* _WHAT YOU HAVE TO DO_: Repeat the material below exactly, line for line.

* _Source data_:
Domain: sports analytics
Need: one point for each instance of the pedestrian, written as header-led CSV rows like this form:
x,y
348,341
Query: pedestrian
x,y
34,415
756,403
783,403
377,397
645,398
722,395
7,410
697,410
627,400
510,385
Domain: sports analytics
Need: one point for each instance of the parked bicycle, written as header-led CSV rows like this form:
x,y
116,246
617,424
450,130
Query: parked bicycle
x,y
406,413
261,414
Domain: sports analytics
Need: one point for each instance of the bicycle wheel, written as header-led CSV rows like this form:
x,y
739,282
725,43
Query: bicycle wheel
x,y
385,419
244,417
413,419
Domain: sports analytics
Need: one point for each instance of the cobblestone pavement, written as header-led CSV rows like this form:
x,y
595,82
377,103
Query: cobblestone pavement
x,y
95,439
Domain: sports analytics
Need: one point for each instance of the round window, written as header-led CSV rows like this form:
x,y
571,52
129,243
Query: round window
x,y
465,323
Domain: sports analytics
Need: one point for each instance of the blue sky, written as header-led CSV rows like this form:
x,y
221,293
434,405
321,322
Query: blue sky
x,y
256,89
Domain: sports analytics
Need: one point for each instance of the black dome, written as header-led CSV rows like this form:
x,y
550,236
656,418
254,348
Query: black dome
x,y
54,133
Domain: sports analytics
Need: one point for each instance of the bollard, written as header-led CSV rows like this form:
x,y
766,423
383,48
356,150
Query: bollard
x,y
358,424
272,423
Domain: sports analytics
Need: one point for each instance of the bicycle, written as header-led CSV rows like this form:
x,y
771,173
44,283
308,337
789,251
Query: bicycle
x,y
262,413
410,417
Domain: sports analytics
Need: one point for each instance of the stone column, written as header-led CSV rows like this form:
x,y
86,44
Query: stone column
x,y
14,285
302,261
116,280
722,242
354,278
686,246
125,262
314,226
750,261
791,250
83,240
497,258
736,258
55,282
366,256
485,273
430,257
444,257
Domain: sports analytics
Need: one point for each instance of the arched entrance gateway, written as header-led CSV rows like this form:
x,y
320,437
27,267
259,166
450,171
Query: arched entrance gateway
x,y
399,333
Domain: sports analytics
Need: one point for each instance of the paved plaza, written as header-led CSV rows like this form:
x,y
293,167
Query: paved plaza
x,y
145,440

* _RESULT OF THIS TASK_:
Domain: sports analytics
Need: one point for each instance of the pedestrian, written as header-led CSV rows like this form:
x,y
348,341
Query: pedestrian
x,y
34,415
756,403
783,403
377,397
645,398
722,395
7,410
697,410
627,400
510,385
Domain: sports analytics
Need: one point for each instance of the parked bicycle, written as header-led CSV rows like this form:
x,y
116,246
617,424
450,130
Query: parked bicycle
x,y
406,413
261,414
Domain: sports analytics
Need: one point for each instance of the bicycle wheel, written as header-led CSV rows like this form:
x,y
739,282
725,43
Query: bicycle wheel
x,y
385,419
244,417
413,419
Domain: sports analytics
Need: one point for each instance of the cobblestone pavement, written as header-led CSV rows like this form:
x,y
595,82
377,103
Query: cobblestone pavement
x,y
95,439
Domain: sports analytics
Need: one point for each instance of the round window, written as header-led CSV rows like this form:
x,y
571,52
129,243
Query: round window
x,y
465,323
Domain: sports analytics
Need: one point for each instance of the blue sky, written as header-led CSV rows like this form:
x,y
221,293
434,405
321,322
Query: blue sky
x,y
256,89
Domain: sports analytics
Need: one point for each instance of the black dome, written as header-led CSV rows like this form:
x,y
550,236
656,418
254,348
Query: black dome
x,y
54,133
Domain: sports analytics
Need: one point for each instance of the bollard, written as header-led CSV rows like this form:
x,y
766,423
383,48
356,150
Query: bollard
x,y
358,424
272,423
Domain: sports analytics
Need: one point for each instance of the bicycle, written as header-led CSV rows like this form:
x,y
771,173
44,283
308,337
789,251
Query: bicycle
x,y
262,413
410,417
Domain: sports analytics
Need: one point for each instance of the stone column, written as header-led CSV rows like this form:
x,y
86,44
Query: stone column
x,y
14,285
302,261
116,280
722,242
354,278
686,246
125,262
314,226
750,261
791,250
83,240
497,258
736,258
55,282
366,256
485,273
430,257
444,257
Domain: sports analytics
Need: one point for each instance of the arched entrance gateway, written as header-led CSV rows like this form:
x,y
320,437
27,267
259,166
450,171
Query: arched entrance gateway
x,y
399,333
Domain: sports analytics
Need: one point for each instance of the paved plaza, written as header-led CSV rows like this form:
x,y
293,167
Query: paved plaza
x,y
145,440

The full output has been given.